| Aim of the exercise |
Your job is to reproduce all of the data exactly.

| Records supplied |
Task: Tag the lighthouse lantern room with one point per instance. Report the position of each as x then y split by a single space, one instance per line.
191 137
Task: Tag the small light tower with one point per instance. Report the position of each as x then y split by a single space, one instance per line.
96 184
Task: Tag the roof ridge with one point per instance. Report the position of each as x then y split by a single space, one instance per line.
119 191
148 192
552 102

| Result |
Task: Tag the lighthouse lantern room with one point per instance. Report the position of each as x then y split by a single space, one instance per line.
191 137
Task: Tag the small light tower with one point per instance. Report the position of each as x then y split by a single space, one instance per line.
96 184
Task: Tag the roof ridge with one point per instance. Report the position of each as x then y split by a single space, one instance per line.
119 191
148 192
552 102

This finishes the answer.